Goal
Repeat exactly, and only, the lines from the one holding "The service MUST return one point per instance of the grass" through the last line of the records below.
--------------------------------------------------
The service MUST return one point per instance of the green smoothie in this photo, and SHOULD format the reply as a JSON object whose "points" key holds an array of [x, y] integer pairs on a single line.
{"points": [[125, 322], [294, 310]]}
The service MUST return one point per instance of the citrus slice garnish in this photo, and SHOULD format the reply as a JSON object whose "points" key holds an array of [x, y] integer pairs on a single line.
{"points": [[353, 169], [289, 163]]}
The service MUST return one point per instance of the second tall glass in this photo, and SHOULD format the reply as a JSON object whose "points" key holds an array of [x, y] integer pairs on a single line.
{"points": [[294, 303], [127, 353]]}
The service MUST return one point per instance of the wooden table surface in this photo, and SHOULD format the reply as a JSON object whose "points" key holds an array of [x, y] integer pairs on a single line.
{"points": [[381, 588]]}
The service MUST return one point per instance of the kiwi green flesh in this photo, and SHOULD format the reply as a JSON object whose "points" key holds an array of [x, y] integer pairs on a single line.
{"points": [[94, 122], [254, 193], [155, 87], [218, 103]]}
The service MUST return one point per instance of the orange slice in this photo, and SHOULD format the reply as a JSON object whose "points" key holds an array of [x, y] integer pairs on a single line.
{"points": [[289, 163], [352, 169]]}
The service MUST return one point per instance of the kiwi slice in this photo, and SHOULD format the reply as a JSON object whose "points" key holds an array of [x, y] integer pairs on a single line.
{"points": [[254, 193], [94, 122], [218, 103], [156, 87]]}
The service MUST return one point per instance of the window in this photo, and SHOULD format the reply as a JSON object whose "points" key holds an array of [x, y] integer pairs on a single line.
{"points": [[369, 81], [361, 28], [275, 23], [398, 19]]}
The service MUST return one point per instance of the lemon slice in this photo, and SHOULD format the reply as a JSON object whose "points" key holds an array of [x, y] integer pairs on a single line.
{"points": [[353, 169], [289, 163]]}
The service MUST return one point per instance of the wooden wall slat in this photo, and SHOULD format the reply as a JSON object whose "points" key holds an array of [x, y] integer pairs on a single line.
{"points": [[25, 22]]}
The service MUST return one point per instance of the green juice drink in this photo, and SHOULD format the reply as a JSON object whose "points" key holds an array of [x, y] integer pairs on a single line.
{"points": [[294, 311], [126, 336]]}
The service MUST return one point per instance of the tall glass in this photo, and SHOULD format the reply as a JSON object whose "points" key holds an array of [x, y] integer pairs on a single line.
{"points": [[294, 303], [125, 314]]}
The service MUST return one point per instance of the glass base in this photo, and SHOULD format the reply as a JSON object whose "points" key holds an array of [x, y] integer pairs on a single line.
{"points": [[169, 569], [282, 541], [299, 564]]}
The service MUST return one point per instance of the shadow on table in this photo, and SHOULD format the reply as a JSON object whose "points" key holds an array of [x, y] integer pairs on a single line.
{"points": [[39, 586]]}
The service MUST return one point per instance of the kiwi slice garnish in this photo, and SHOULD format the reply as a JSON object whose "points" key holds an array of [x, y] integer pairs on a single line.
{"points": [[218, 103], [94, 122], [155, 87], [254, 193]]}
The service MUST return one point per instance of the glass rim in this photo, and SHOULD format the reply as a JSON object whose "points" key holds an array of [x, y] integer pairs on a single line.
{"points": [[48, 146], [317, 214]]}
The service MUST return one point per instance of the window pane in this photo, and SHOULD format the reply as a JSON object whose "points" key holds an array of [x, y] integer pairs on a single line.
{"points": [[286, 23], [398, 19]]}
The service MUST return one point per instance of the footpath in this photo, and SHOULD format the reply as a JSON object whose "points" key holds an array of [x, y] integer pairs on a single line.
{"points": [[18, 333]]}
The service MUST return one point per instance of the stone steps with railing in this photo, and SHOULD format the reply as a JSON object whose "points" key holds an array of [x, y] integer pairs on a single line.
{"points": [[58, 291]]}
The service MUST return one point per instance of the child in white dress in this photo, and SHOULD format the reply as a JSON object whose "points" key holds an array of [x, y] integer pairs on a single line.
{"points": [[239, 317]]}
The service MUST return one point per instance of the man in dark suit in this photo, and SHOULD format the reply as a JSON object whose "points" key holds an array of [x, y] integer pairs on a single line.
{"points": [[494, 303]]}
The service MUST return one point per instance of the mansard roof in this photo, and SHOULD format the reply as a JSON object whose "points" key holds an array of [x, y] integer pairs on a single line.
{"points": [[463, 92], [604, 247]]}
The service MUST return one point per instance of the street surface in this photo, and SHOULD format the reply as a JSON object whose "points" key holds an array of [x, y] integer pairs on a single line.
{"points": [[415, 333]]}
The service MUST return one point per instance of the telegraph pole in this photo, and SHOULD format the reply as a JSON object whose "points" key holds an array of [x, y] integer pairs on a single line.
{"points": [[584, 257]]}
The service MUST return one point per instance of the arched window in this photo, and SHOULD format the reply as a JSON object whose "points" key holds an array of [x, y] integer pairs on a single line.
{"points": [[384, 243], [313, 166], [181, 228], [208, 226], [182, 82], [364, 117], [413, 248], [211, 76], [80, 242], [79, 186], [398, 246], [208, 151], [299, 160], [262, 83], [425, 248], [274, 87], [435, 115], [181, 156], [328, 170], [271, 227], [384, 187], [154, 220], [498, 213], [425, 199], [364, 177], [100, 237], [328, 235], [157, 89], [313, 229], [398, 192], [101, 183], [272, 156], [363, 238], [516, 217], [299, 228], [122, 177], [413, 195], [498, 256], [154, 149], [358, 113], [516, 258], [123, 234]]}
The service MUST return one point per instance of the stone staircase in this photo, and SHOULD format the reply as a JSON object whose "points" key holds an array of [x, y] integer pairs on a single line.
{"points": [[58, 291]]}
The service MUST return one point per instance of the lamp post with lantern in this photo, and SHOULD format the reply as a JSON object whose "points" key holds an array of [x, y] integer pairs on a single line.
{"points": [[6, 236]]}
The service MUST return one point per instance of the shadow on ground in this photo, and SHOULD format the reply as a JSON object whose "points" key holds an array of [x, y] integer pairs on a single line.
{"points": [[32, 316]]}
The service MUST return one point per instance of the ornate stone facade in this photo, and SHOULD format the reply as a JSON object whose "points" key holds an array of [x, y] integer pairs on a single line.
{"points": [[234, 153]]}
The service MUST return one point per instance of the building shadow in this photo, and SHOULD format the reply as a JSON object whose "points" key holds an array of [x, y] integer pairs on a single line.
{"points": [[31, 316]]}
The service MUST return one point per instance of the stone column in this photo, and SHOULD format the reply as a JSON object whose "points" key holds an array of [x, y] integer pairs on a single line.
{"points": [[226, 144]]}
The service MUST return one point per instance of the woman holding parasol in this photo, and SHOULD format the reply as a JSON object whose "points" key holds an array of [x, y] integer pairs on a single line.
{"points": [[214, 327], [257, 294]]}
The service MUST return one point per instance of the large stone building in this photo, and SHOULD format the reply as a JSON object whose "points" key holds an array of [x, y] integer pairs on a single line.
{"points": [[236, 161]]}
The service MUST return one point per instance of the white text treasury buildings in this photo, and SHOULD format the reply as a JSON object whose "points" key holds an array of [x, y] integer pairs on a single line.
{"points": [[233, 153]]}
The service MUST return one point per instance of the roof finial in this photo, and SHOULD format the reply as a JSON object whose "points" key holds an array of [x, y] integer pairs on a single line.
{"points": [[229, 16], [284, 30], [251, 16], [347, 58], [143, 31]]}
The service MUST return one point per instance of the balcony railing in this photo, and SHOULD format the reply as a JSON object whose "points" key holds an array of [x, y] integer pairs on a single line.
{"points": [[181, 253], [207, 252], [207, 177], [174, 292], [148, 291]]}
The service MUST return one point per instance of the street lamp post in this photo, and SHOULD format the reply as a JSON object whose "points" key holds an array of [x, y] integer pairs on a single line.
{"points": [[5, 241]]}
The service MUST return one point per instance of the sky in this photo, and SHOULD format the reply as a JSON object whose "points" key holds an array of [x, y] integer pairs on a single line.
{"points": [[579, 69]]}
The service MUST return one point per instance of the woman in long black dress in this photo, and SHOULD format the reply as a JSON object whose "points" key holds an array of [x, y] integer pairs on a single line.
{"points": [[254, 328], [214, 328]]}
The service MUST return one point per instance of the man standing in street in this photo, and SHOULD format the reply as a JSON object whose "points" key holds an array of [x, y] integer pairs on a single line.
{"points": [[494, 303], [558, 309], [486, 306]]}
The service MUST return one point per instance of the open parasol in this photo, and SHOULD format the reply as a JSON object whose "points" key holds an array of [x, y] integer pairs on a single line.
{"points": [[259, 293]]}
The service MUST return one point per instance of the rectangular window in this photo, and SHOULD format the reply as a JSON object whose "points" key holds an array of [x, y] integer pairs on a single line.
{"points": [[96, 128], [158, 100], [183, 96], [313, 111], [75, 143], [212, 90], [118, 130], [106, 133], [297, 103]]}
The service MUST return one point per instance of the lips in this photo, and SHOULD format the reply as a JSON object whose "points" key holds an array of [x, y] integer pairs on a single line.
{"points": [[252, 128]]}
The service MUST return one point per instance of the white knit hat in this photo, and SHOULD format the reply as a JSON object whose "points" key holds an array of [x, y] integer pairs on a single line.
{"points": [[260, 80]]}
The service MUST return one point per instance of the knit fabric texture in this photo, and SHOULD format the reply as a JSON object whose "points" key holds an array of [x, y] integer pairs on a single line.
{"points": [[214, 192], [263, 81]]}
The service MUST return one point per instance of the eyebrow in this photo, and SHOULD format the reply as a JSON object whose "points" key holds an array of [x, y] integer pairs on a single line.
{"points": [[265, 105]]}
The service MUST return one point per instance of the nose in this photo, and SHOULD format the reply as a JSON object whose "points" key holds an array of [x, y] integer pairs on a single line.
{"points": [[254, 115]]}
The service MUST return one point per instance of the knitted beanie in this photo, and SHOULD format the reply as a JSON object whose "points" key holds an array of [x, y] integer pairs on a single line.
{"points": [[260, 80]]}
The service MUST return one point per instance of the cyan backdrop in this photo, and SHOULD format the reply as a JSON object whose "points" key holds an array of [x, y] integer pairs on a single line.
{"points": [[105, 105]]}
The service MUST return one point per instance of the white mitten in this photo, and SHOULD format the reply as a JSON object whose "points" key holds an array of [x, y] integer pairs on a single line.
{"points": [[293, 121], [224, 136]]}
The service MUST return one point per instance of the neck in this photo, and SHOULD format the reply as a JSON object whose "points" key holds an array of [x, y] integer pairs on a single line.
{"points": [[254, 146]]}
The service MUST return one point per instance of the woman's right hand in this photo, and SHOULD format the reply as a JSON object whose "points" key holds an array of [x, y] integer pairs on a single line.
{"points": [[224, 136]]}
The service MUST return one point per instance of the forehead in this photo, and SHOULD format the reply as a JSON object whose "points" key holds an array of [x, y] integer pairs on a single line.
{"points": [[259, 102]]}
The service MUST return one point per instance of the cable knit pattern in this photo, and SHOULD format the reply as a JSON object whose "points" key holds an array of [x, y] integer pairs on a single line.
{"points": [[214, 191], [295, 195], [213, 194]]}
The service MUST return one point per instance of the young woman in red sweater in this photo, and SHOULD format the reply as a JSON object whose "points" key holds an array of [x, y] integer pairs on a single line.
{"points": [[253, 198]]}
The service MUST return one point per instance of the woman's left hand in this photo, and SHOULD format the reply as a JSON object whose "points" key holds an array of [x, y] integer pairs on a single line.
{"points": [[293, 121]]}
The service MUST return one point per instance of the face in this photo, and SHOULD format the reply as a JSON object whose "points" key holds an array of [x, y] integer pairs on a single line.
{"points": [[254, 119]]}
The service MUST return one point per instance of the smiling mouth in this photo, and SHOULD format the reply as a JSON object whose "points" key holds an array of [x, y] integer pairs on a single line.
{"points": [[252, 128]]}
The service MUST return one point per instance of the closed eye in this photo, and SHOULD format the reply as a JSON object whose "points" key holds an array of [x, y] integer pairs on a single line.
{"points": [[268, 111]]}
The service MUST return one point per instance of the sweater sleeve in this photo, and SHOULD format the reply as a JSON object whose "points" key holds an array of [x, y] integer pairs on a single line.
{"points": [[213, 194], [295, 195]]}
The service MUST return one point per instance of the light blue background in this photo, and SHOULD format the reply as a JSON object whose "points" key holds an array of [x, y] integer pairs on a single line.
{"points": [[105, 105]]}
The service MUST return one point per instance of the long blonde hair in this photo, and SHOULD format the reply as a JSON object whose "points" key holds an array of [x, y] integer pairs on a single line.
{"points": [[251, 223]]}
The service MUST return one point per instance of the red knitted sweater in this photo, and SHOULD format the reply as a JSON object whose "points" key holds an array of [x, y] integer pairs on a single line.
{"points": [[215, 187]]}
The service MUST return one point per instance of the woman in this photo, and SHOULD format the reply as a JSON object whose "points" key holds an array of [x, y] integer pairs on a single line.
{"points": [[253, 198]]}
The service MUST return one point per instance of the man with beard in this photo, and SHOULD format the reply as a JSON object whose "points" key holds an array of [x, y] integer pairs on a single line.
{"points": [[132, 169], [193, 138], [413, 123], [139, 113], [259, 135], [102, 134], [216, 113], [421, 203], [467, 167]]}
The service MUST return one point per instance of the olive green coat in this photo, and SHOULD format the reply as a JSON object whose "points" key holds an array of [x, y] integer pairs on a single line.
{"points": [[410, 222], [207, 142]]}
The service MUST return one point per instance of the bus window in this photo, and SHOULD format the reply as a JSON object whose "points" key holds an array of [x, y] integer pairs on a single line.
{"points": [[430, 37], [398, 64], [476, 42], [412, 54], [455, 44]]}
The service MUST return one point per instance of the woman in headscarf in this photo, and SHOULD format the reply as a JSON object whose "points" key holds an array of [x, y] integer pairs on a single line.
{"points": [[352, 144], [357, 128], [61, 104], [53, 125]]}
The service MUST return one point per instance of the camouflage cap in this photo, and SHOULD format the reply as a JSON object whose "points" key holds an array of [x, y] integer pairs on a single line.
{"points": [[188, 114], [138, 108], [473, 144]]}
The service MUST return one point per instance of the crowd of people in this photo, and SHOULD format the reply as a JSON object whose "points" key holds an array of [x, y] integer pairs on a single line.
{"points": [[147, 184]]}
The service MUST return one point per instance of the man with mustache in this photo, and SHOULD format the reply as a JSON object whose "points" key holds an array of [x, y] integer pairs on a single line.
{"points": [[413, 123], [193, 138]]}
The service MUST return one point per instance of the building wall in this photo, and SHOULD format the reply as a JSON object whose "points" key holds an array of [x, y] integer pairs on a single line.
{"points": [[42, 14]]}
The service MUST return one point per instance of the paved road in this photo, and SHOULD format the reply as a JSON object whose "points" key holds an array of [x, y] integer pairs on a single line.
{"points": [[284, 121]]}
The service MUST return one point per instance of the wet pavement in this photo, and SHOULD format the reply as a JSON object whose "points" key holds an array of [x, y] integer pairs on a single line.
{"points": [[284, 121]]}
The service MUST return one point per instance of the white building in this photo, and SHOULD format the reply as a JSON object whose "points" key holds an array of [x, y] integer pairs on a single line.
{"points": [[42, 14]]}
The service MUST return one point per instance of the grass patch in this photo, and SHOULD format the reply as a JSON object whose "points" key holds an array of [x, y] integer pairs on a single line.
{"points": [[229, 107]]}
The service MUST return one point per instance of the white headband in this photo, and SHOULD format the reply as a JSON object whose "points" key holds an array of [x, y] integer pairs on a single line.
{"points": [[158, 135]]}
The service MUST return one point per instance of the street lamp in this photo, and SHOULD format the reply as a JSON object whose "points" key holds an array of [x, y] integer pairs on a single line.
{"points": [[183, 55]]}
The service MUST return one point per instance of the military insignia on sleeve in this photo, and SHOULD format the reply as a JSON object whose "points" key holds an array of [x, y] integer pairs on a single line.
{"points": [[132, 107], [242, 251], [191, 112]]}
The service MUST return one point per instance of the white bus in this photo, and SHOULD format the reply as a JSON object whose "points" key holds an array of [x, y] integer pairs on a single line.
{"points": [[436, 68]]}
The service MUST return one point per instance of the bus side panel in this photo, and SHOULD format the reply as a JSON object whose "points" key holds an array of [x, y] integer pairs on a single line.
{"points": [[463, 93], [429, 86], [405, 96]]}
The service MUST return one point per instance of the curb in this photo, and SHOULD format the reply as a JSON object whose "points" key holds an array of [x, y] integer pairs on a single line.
--------------------------------------------------
Response to this exercise
The service MUST return one point per instance of the grass patch in this photo, and SHOULD format the reply as a JSON object whose "points" key holds an array of [x, y] integer pairs on a single line.
{"points": [[229, 107]]}
The service MUST return one point per instance of the white headband in this photo, and SHOULD format the reply as a JSON object whose "points" key holds an array of [x, y] integer pairs on a single line.
{"points": [[158, 135]]}
The service MUST return one point per instance of the street lamp in this photo, and SHOULD format the reply as a JSON object whose "points" key holds an array of [x, y] integer pairs on a single line.
{"points": [[183, 55]]}
The service MUST return one point per instance of the military insignia on sleeve in this photo, and SHOULD format the reply as a JSON object whose "points" key holds an array of [x, y] integer pairs on a single line.
{"points": [[132, 107], [242, 251], [191, 112]]}
The service MUST return one point per instance of the white bus in this photo, and SHOULD format the reply as a JSON object whose "points" key holds an array of [x, y] integer pairs on a single line.
{"points": [[436, 68]]}
The service MUST return one point per instance of the bus side panel in this photo, and SHOULD format the reply as a JSON object whose "points" key holds an array of [x, y] integer pairs on a single line.
{"points": [[463, 93], [429, 86], [405, 96]]}
The service MUST return one point per instance of the curb in this photo, and SHOULD format the reply as a JSON object whose "points" key holds an array of [x, y] integer pairs on a single line.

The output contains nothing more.